──────── RECORDS FOR THIS EXERCISE

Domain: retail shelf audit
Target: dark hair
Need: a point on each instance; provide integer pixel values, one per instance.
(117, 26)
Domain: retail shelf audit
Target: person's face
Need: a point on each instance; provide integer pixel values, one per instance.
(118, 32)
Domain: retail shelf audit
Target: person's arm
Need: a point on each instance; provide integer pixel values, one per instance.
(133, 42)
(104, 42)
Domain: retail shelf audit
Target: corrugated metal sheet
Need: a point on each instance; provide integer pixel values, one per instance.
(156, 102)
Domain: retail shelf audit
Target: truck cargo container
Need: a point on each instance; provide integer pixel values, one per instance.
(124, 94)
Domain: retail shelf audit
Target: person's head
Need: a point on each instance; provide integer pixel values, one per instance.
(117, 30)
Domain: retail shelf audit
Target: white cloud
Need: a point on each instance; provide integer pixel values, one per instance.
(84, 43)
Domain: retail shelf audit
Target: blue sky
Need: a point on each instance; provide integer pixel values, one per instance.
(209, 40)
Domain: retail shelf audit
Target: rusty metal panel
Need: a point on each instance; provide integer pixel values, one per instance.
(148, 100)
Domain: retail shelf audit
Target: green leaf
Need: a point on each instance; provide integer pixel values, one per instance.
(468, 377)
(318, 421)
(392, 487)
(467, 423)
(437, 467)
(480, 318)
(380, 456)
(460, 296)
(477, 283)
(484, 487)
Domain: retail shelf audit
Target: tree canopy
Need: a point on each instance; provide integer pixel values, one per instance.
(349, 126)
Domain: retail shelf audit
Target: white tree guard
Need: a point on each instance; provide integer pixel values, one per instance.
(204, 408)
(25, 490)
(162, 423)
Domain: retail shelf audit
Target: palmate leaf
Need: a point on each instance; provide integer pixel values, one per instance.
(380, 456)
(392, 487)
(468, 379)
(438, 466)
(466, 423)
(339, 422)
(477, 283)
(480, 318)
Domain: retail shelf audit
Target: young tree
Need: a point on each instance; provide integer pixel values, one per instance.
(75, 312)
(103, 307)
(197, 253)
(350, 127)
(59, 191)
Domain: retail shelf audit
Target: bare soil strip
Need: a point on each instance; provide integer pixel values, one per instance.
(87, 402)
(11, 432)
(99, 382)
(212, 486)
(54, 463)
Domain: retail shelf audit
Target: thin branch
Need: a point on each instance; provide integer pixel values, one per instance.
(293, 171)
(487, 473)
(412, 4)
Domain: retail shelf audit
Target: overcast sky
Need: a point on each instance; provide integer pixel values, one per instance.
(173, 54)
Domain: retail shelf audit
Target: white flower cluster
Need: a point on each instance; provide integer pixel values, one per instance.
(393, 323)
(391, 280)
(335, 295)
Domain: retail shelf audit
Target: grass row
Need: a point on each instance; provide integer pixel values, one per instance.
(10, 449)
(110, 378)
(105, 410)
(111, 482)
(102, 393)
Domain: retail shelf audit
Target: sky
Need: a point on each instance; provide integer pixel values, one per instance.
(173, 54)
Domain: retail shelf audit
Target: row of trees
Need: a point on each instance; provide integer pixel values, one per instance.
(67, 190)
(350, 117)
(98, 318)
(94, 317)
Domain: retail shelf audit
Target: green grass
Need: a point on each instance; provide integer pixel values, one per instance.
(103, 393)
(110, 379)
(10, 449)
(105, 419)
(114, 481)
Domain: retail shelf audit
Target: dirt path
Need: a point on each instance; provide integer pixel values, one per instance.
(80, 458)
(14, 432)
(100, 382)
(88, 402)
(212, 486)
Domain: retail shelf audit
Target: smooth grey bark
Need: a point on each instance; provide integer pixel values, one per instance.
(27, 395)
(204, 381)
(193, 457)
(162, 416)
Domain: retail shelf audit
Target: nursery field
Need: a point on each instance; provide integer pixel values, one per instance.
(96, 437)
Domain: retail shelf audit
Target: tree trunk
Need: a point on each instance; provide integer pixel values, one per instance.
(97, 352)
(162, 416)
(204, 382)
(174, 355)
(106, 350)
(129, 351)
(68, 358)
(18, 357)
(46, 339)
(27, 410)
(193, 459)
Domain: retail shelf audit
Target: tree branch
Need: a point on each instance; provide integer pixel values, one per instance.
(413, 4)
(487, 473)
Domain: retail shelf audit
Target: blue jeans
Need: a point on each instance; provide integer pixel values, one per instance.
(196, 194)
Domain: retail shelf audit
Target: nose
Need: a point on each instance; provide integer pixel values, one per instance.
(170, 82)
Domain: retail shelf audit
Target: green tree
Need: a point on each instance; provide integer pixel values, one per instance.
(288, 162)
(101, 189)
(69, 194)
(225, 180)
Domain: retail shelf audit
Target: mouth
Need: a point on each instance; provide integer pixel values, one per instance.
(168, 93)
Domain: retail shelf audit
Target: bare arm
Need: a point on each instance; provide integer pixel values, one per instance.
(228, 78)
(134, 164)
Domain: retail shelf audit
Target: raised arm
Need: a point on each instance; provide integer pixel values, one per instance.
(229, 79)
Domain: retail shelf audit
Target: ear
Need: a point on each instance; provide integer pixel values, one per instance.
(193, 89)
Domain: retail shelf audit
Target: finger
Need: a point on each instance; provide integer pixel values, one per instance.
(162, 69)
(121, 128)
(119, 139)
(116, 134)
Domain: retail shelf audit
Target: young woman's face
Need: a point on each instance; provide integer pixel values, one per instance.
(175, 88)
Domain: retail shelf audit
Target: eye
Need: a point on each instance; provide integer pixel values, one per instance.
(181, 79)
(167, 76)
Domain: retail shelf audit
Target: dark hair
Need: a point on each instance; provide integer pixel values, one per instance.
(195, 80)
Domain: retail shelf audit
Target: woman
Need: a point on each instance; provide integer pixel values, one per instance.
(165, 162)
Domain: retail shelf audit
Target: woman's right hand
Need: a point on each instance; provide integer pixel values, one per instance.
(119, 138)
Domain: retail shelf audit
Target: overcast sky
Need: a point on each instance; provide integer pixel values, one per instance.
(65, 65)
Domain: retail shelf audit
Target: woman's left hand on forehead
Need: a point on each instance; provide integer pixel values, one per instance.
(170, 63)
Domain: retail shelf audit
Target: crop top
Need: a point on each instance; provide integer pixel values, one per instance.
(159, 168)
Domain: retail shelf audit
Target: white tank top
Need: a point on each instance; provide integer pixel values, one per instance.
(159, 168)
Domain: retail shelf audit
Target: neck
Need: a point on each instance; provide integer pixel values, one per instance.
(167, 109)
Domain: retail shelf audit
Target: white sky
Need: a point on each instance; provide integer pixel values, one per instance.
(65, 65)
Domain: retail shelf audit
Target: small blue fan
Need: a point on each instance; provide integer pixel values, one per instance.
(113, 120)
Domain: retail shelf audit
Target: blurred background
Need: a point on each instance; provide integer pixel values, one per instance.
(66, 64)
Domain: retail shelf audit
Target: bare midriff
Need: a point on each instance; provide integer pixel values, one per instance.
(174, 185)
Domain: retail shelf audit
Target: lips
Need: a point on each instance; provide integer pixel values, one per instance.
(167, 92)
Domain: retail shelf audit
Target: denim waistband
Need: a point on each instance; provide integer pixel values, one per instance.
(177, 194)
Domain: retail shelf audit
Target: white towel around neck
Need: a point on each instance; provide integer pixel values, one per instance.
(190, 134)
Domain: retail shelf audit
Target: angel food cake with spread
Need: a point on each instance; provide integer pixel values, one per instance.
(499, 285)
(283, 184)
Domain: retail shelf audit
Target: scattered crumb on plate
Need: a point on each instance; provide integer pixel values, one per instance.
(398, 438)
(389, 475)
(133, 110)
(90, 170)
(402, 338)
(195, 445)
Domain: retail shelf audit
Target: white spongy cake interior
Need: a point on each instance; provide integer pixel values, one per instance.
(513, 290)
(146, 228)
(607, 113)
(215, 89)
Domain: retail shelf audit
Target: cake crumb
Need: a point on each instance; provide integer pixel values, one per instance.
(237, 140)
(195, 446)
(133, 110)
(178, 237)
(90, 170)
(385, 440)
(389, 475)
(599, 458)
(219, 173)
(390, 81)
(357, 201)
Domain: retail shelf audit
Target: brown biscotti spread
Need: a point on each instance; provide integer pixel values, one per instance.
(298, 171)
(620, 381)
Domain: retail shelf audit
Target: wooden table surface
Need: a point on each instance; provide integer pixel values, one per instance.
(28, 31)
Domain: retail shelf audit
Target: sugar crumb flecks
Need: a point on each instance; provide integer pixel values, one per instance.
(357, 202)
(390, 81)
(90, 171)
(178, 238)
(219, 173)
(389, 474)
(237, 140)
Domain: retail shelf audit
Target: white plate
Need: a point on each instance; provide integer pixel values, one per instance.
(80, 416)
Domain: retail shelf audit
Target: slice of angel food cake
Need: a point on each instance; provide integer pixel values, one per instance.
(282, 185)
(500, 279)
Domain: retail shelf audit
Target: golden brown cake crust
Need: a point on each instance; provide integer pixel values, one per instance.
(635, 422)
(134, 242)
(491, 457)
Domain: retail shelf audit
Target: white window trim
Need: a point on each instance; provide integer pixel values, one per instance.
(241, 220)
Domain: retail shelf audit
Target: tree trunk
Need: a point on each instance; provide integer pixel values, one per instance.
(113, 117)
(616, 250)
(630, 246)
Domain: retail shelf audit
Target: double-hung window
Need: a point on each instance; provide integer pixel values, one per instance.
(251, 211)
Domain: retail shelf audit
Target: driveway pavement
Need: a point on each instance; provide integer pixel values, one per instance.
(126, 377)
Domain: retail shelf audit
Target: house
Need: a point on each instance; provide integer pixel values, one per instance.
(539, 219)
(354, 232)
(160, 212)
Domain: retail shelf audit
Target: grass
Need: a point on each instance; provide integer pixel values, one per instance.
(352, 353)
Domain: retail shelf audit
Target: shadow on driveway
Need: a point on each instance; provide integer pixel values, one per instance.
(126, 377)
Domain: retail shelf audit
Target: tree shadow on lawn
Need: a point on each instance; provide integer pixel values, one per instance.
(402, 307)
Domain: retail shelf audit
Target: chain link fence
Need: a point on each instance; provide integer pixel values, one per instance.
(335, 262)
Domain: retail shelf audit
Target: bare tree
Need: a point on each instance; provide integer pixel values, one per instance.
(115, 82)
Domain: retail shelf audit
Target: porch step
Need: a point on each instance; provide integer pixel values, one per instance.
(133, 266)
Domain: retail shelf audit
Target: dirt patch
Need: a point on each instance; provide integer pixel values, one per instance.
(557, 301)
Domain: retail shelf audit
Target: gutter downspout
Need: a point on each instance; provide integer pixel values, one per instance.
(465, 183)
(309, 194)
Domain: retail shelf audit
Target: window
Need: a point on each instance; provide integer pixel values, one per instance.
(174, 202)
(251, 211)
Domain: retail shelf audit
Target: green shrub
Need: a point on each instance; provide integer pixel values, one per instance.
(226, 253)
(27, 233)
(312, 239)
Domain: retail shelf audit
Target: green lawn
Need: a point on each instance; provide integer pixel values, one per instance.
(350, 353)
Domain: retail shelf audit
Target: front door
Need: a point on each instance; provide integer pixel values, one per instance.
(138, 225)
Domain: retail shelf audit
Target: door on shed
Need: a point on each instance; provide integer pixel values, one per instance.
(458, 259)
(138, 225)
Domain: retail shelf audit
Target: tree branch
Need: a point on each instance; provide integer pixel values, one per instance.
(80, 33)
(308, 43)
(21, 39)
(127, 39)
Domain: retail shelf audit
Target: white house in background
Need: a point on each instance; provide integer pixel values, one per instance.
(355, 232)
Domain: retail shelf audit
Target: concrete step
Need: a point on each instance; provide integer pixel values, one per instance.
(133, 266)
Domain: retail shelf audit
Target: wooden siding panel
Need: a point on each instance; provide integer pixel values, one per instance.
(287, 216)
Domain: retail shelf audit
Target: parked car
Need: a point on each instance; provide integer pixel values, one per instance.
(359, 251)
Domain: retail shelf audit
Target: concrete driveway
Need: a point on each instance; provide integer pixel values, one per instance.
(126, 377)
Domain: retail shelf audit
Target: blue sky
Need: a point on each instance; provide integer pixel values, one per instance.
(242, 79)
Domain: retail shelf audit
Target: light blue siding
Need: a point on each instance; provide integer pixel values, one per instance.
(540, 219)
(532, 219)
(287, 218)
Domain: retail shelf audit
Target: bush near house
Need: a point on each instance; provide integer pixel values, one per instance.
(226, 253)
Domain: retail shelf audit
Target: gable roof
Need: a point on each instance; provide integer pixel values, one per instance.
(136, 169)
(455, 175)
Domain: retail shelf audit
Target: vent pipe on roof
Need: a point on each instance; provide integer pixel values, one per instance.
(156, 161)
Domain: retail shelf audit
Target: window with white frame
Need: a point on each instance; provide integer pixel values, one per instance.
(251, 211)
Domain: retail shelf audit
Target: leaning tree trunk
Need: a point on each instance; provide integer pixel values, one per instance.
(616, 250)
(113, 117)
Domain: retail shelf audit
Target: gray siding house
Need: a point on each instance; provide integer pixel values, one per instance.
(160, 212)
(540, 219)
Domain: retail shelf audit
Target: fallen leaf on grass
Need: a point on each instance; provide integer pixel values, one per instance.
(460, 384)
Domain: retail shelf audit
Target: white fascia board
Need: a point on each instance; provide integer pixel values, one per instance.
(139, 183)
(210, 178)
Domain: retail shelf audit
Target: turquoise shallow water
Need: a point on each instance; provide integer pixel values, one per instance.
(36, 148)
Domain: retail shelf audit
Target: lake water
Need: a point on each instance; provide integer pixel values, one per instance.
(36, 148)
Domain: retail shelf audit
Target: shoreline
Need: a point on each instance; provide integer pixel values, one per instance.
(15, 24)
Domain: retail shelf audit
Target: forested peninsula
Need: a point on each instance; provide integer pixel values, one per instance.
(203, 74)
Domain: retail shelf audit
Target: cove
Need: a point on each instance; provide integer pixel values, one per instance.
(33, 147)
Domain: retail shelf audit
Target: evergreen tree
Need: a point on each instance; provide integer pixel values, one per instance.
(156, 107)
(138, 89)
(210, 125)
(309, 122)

────────────────

(EXERCISE OBJECTIVE)
Which lines in the items above contain the word "window"? Return every one of them in full.

(SOLUTION FOR THIS EXERCISE)
Target: white window trim
Target: double-hung window
Target: window
Target: window with white frame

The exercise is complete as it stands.